Model Minority Myth and Mental Health

The model minority myth is the perception that a particular minority group can achieve a higher degree of socioeconomic success in comparison to the population average. This myth is often associated with Asian Americans and unfortunately has serious ramifications, especially in the realm of mental health.

I have written in my other posts that there is a huge taboo about mental health and speaking out about mental illness in the Asian culture. Asian culture perceives mental health as something that a person should have control over, and if they have a problem, it is their fault, and they should feel ashamed. Therefore, many Asian Americans do not seek outside help and tend to rely on personal support networks such as family members, friends, and significant others.

[Referring expression pointing data]
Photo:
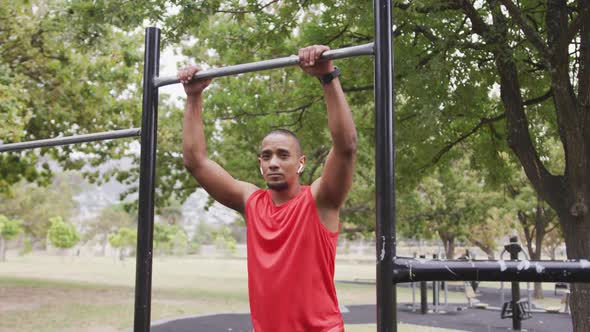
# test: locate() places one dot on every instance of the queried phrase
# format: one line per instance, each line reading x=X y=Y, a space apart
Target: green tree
x=9 y=229
x=450 y=203
x=124 y=239
x=170 y=239
x=60 y=79
x=452 y=58
x=110 y=219
x=62 y=234
x=35 y=205
x=224 y=239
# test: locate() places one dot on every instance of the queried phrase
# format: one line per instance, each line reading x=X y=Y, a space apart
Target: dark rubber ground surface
x=465 y=320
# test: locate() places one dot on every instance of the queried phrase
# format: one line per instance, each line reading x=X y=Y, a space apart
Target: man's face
x=280 y=158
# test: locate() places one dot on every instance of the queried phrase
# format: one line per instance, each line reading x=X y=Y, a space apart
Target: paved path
x=476 y=320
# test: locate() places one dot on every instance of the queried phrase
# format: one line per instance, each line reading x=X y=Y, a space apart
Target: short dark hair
x=285 y=132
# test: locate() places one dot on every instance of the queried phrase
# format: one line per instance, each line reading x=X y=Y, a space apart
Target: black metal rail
x=415 y=269
x=133 y=132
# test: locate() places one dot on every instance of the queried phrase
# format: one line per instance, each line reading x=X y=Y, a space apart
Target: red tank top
x=290 y=266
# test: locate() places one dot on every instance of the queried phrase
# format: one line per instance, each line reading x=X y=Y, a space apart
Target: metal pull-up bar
x=133 y=132
x=293 y=60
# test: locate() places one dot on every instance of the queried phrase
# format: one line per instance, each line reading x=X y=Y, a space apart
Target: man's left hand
x=308 y=60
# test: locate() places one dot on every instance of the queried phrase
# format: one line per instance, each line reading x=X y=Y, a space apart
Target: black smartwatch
x=325 y=79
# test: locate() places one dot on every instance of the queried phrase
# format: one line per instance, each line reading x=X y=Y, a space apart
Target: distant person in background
x=291 y=229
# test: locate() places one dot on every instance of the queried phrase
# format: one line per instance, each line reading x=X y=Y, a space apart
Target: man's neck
x=282 y=196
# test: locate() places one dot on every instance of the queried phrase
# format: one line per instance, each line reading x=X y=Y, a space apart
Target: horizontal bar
x=414 y=269
x=133 y=132
x=347 y=52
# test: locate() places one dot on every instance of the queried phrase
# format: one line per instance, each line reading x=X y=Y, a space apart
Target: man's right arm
x=210 y=175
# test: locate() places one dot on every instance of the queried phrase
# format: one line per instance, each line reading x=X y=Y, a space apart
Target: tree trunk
x=538 y=291
x=577 y=232
x=2 y=249
x=449 y=245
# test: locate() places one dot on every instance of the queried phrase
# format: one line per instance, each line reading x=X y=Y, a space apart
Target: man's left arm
x=331 y=189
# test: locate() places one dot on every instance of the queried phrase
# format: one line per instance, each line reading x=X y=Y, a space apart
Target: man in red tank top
x=291 y=229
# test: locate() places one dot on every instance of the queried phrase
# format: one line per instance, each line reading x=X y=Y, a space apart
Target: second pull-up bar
x=293 y=60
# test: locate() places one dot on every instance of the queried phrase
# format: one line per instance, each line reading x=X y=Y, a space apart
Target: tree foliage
x=35 y=205
x=9 y=229
x=62 y=234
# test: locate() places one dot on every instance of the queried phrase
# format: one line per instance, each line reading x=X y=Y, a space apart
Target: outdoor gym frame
x=390 y=269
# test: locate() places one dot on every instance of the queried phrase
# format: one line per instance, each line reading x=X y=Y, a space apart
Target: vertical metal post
x=514 y=248
x=384 y=164
x=435 y=290
x=147 y=175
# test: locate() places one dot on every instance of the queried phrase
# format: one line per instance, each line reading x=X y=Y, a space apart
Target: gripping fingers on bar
x=293 y=60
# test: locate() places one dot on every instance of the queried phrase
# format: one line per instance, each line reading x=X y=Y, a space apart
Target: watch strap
x=329 y=77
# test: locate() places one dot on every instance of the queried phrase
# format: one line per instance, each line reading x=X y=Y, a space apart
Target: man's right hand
x=194 y=87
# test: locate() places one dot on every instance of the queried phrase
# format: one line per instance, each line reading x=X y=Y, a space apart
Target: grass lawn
x=45 y=293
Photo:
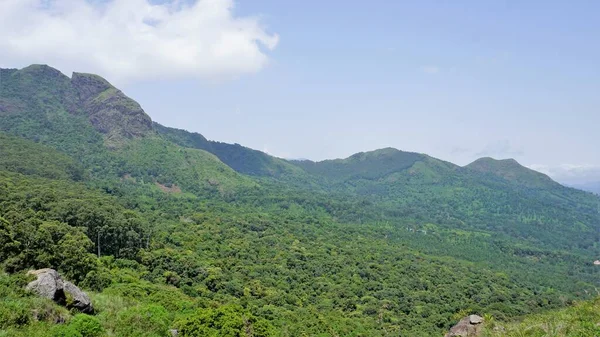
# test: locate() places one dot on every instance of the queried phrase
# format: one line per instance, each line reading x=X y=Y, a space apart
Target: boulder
x=470 y=326
x=77 y=299
x=50 y=285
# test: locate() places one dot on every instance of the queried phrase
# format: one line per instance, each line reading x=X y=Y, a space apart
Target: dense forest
x=167 y=230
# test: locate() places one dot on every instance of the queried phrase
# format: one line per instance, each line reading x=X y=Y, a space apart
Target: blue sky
x=454 y=79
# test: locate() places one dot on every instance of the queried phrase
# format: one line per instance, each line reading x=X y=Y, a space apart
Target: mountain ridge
x=166 y=223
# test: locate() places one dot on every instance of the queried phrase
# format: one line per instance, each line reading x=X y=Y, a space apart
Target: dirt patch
x=167 y=189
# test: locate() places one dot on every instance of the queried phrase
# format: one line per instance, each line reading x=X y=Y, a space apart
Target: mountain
x=511 y=170
x=593 y=187
x=240 y=158
x=211 y=238
x=92 y=121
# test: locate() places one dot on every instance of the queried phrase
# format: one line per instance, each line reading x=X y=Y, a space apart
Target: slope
x=89 y=119
x=511 y=170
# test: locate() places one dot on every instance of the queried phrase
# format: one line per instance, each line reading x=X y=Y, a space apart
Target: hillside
x=87 y=118
x=578 y=320
x=242 y=159
x=218 y=239
x=511 y=170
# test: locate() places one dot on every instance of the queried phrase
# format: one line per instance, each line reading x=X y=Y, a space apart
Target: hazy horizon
x=325 y=80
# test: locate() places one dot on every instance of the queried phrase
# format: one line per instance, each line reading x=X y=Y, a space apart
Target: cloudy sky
x=325 y=79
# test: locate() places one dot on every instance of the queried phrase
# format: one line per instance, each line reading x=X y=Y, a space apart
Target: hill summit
x=512 y=171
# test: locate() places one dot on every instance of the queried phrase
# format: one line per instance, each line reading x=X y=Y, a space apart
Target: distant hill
x=240 y=158
x=191 y=230
x=593 y=187
x=364 y=165
x=512 y=171
x=89 y=119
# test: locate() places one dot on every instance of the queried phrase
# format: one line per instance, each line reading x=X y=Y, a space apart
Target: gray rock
x=77 y=298
x=470 y=326
x=50 y=285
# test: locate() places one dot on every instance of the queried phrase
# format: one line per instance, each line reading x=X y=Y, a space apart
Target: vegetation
x=167 y=230
x=580 y=320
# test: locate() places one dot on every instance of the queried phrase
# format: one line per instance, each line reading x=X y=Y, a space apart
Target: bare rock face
x=110 y=111
x=50 y=285
x=470 y=326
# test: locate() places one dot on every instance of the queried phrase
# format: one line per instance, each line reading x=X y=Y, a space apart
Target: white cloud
x=128 y=40
x=570 y=173
x=500 y=149
x=430 y=69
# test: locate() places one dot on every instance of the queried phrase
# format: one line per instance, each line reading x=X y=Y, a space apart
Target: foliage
x=164 y=234
x=580 y=320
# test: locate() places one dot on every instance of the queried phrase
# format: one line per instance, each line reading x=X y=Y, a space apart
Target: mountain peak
x=511 y=170
x=110 y=111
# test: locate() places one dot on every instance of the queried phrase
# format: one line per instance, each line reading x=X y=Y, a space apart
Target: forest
x=167 y=230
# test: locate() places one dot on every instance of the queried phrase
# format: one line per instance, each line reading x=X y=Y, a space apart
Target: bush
x=143 y=321
x=86 y=326
x=13 y=314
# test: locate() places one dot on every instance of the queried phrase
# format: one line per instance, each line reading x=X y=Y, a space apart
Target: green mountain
x=240 y=158
x=168 y=230
x=511 y=170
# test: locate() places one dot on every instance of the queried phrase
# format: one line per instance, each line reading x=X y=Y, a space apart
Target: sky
x=457 y=80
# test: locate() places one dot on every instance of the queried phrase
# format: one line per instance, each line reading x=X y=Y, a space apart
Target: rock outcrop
x=50 y=285
x=470 y=326
x=110 y=111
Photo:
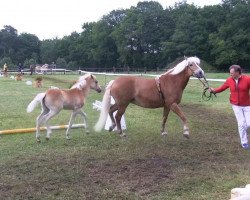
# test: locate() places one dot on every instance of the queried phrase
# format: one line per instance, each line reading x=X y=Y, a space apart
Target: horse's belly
x=148 y=104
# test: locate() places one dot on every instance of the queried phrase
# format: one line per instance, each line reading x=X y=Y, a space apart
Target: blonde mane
x=182 y=65
x=81 y=81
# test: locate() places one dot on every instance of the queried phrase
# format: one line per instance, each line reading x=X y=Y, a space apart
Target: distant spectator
x=32 y=67
x=5 y=70
x=20 y=68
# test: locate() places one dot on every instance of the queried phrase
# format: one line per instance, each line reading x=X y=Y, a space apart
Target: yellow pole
x=29 y=130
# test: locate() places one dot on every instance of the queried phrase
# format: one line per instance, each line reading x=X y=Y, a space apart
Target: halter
x=158 y=85
x=205 y=96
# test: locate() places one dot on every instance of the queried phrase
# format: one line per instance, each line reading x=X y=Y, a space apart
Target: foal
x=54 y=100
x=163 y=91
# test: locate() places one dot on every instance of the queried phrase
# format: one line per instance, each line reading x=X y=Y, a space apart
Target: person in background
x=20 y=68
x=239 y=85
x=5 y=70
x=32 y=67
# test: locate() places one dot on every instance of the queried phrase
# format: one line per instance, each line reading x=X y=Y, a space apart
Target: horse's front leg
x=165 y=116
x=72 y=117
x=112 y=109
x=176 y=109
x=84 y=115
x=46 y=119
x=39 y=121
x=118 y=116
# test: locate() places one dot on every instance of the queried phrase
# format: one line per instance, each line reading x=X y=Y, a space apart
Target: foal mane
x=182 y=65
x=81 y=82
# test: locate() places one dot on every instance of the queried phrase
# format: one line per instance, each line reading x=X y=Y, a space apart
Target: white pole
x=29 y=130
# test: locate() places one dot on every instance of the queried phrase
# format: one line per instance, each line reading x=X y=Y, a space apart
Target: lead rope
x=206 y=94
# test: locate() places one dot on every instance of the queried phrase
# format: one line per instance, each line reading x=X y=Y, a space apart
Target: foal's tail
x=38 y=99
x=105 y=108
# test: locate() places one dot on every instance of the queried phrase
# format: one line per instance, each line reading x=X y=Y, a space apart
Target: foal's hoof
x=111 y=128
x=186 y=136
x=164 y=133
x=123 y=135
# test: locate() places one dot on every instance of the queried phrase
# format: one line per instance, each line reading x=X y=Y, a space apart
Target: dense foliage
x=143 y=37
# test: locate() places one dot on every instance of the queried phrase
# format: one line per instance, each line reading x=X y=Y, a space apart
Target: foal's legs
x=176 y=109
x=118 y=116
x=165 y=116
x=112 y=109
x=46 y=118
x=84 y=120
x=72 y=117
x=39 y=121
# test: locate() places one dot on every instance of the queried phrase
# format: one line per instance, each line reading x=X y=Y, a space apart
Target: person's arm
x=220 y=89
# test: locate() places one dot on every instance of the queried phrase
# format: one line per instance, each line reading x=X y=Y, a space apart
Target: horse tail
x=105 y=108
x=38 y=99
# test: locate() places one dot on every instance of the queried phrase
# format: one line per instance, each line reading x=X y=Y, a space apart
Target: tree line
x=146 y=36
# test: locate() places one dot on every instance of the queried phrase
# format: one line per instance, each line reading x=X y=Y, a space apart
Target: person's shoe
x=245 y=146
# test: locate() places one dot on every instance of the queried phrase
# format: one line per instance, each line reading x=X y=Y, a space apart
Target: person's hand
x=211 y=90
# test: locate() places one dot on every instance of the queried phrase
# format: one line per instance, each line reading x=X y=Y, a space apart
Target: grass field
x=145 y=165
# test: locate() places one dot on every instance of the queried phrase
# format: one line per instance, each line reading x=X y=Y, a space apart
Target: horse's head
x=193 y=65
x=87 y=80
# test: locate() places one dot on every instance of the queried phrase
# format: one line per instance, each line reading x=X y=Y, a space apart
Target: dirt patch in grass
x=143 y=176
x=78 y=174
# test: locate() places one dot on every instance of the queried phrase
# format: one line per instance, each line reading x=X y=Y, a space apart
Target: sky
x=49 y=19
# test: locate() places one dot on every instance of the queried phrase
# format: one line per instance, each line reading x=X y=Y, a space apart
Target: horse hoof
x=186 y=136
x=164 y=133
x=123 y=135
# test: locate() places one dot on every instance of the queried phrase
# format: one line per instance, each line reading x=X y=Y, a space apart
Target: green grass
x=145 y=165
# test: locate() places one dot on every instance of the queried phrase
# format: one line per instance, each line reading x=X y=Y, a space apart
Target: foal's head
x=192 y=64
x=87 y=80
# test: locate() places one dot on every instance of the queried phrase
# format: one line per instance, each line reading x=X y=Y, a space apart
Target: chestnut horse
x=163 y=91
x=54 y=100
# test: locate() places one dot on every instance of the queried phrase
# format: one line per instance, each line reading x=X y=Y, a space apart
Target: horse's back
x=138 y=90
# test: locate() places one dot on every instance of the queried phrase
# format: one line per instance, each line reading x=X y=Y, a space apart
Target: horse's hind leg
x=176 y=109
x=39 y=121
x=165 y=116
x=112 y=109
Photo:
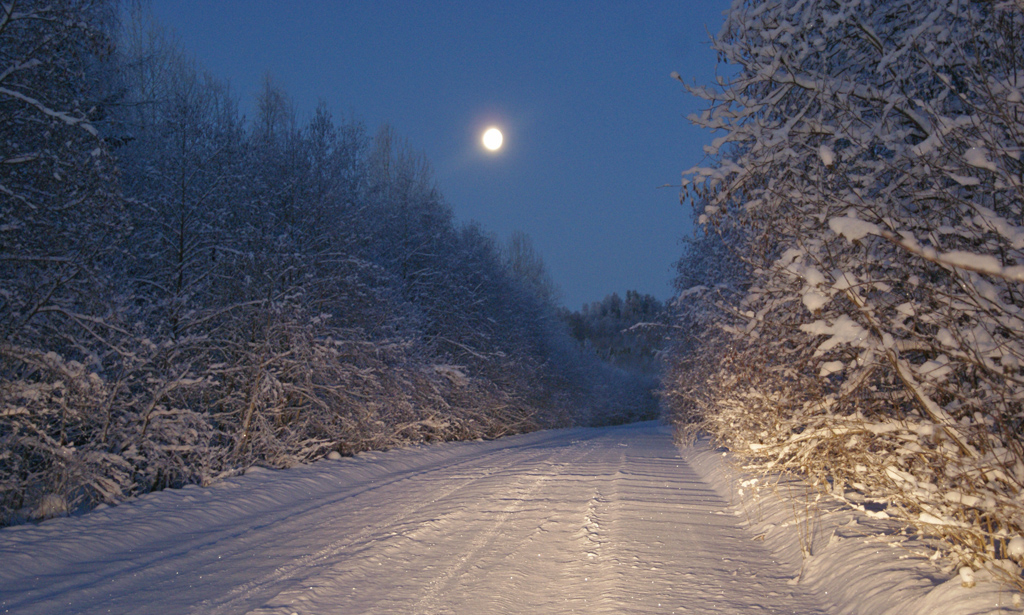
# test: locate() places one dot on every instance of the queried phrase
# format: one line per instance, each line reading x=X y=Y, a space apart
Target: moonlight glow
x=493 y=139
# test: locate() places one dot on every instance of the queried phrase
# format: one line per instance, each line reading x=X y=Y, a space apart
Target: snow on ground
x=613 y=520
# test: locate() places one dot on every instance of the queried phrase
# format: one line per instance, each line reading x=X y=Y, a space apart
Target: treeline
x=853 y=309
x=628 y=334
x=184 y=293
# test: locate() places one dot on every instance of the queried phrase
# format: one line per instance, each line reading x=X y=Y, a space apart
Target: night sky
x=593 y=123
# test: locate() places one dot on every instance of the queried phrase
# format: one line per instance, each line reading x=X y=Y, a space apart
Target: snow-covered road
x=569 y=521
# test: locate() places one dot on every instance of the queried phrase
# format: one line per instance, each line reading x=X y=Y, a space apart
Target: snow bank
x=860 y=565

=== Activity 1 ===
Answer these questions using the passage on the model minority myth.
(a) What perception does the model minority myth describe?
(b) With which group is the myth often associated?
(c) What do many Asian Americans tend to rely on instead of seeking outside help?
=== Activity 2 ===
List every personal support network named in the passage on the model minority myth.
=== Activity 3 ===
Copy everything from "The model minority" down to "and significant others." in the passage on the model minority myth, renaming "mental health" as "psychological well-being" wherever it occurs.

=== Expected answer 1 ===
(a) The perception that a particular minority group can achieve a higher degree of socioeconomic success in comparison to the population average.
(b) Asian Americans.
(c) Personal support networks such as family members, friends, and significant others.

=== Expected answer 2 ===
- family members
- friends
- significant others

=== Expected answer 3 ===
The model minority myth is the perception that a particular minority group can achieve a higher degree of socioeconomic success in comparison to the population average. This myth is often associated with Asian Americans and unfortunately has serious ramifications, especially in the realm of psychological well-being.

I have written in my other posts that there is a huge taboo about psychological well-being and speaking out about mental illness in the Asian culture. Asian culture perceives psychological well-being as something that a person should have control over, and if they have a problem, it is their fault, and they should feel ashamed. Therefore, many Asian Americans do not seek outside help and tend to rely on personal support networks such as family members, friends, and significant others.